→ Document
[Start]

Question time for commissioner candidates

by Kevin Meagher

Ballot papers to choose Labour candidates for the new Police and Crime Commissioner roles are set to land on members’ doormats in coming days.

Despite the party’s opposition to the policy, these are important and powerful new roles. Commissioners will set the strategy and budget for their force and revolutionise public accountability, replacing anonymous police authorities with high-profile figureheads to stand up for the public’s priorities.

At least that’s the promise. But will commissioners go native and become little more than the dancing puppet of chief constables? Or will they throw their weight around wrestle with the top brass over where the split between ‘strategic’ and ‘operational’ lies?

Just as importantly, will they reside in their new plush new offices or spend their time out and about, working with communities to tackle crime and improve public safety?

Take it as read each of the candidates will campaign against the government’s crazy police cuts which will see up to 16,000 officers, a similar number of back office roles and 1,800 PCSOs face the chop.

But what are their views on some of the other big issues? Here are a few suggestions about what we should be asking them.

1)    What are candidates’ views on the deployment of water cannons, tasers and baton rounds (rebranded ‘plastic bullets’)? Any repeat of last summer’s riots will undoubtedly lead to further calls for these potentially lethal weapons to be deployed.  However Association of Chief Police Officers President Sir Hugh Orde described water cannons as “useless” in tackling the riots we experienced last August.

Will your commissioner stand up against this creeping militarisation of our policing?

[End]

→ Extracted data

[Start]

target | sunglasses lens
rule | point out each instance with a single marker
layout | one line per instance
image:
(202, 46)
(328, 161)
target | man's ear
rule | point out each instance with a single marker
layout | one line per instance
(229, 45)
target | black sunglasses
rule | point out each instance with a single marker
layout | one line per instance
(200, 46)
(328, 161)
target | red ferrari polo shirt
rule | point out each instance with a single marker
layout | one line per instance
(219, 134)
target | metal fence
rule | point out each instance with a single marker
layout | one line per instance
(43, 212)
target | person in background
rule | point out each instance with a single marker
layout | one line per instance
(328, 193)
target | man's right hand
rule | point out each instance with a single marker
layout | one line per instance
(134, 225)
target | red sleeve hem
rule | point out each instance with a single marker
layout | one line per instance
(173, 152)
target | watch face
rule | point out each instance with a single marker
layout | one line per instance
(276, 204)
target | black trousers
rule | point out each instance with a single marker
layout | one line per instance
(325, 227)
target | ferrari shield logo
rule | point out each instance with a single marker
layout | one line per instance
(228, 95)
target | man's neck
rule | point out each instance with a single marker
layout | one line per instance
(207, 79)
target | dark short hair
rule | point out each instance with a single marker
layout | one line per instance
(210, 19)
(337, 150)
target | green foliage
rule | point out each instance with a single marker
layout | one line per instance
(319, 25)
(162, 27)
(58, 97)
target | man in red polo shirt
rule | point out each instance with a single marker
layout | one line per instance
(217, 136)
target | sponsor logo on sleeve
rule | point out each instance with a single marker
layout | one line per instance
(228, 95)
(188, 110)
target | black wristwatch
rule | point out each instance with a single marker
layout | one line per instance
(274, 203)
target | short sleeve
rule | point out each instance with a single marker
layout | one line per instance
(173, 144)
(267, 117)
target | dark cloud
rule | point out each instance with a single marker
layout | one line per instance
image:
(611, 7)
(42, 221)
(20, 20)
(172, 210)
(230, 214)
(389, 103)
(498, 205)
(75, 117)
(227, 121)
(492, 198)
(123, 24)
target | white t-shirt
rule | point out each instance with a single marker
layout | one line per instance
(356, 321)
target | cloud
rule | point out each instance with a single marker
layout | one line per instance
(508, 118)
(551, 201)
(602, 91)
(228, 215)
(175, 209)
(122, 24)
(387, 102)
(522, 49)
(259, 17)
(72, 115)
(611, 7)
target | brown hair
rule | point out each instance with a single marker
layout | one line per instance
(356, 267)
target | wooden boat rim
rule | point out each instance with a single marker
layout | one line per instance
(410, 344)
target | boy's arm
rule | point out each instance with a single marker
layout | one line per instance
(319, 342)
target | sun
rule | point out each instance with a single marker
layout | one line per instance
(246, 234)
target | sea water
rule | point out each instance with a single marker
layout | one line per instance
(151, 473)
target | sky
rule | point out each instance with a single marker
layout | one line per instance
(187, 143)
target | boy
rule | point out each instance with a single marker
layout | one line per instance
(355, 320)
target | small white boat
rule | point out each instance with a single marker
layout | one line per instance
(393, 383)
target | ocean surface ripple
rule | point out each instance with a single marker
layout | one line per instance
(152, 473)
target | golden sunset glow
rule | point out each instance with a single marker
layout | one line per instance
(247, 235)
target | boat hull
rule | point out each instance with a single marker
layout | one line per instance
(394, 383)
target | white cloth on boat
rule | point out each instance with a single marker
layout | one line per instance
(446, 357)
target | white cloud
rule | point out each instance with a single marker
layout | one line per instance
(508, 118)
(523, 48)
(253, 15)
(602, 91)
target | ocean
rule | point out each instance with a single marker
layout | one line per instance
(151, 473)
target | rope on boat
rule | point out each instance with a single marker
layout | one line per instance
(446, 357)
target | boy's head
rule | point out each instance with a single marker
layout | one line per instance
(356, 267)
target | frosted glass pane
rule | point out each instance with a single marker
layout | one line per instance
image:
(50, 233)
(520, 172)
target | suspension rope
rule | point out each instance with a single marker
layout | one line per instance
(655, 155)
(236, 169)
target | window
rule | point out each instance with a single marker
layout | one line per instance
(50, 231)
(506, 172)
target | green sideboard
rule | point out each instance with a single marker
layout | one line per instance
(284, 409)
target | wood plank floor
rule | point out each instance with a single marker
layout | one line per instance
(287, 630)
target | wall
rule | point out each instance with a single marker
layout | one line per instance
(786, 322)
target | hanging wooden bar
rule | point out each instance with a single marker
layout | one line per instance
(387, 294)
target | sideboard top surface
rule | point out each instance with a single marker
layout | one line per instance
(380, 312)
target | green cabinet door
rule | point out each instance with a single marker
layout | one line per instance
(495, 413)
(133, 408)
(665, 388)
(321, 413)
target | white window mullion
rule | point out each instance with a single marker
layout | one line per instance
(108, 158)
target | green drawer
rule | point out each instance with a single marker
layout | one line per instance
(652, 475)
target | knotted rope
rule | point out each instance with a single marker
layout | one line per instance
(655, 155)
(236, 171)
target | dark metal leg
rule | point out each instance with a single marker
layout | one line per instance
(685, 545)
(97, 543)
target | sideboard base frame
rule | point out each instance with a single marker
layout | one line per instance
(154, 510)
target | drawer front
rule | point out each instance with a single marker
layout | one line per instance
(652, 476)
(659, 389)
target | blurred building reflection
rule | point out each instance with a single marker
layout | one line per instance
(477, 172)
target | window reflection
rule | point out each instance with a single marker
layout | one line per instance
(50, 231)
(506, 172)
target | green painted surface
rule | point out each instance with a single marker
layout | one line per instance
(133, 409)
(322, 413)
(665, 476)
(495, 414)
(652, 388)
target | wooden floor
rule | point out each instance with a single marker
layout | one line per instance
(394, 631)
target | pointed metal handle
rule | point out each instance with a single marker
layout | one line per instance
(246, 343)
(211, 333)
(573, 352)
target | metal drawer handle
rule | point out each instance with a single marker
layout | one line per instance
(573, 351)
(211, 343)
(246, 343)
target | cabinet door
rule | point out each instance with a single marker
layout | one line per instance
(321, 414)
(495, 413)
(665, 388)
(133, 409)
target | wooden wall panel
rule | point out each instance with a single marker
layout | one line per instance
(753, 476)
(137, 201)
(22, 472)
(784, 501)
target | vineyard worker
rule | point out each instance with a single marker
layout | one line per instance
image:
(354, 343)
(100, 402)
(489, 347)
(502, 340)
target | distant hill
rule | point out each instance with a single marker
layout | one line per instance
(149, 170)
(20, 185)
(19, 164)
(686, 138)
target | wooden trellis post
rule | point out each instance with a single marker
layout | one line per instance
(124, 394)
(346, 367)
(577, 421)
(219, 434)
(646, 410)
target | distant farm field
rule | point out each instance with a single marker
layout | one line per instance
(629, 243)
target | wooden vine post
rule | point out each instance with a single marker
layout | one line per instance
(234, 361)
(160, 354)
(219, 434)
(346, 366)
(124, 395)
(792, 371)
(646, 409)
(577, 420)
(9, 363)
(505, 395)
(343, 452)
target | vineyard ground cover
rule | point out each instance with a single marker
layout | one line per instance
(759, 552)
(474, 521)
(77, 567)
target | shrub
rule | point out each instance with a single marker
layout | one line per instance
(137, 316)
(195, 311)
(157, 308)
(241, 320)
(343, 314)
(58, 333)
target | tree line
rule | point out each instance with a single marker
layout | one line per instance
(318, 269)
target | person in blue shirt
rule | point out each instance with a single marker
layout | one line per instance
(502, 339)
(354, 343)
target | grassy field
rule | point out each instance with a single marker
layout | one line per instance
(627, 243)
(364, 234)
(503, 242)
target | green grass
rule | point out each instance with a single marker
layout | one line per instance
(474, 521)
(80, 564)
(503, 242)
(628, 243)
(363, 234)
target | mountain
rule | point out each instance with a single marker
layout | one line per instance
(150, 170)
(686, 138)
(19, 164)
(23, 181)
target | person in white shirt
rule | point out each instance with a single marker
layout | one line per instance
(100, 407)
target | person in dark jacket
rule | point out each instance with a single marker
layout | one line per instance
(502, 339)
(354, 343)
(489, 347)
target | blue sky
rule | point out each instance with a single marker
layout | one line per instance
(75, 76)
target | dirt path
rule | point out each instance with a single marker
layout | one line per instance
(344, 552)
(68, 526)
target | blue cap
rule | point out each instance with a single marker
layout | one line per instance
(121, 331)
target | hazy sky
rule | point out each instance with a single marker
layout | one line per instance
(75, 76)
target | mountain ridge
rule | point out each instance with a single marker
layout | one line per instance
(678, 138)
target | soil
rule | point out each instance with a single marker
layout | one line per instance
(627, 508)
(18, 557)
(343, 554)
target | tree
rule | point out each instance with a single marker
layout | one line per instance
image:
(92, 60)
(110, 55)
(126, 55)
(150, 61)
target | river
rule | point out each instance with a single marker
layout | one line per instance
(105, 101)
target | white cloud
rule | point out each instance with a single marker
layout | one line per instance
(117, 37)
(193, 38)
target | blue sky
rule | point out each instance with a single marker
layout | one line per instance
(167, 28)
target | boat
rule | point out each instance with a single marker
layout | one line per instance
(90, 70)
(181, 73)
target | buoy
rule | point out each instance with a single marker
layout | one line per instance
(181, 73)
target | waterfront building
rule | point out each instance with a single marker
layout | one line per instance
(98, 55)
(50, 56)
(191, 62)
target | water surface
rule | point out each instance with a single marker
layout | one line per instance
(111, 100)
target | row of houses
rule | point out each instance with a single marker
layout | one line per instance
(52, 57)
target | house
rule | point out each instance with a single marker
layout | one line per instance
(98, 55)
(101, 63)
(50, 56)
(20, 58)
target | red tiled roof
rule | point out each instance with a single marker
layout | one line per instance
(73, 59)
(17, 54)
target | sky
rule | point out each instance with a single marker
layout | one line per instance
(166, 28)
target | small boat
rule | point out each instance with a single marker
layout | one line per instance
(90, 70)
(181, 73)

[End]

→ Exercise aim
Answer these questions from the article on police commissioner candidates:
1. What two things will commissioners set for their force?
2. How many PCSOs face the chop under the government's police cuts?
3. What word did Sir Hugh Orde use to describe water cannons?

→ The result
1. The strategy and budget
2. 1,800
3. "Useless"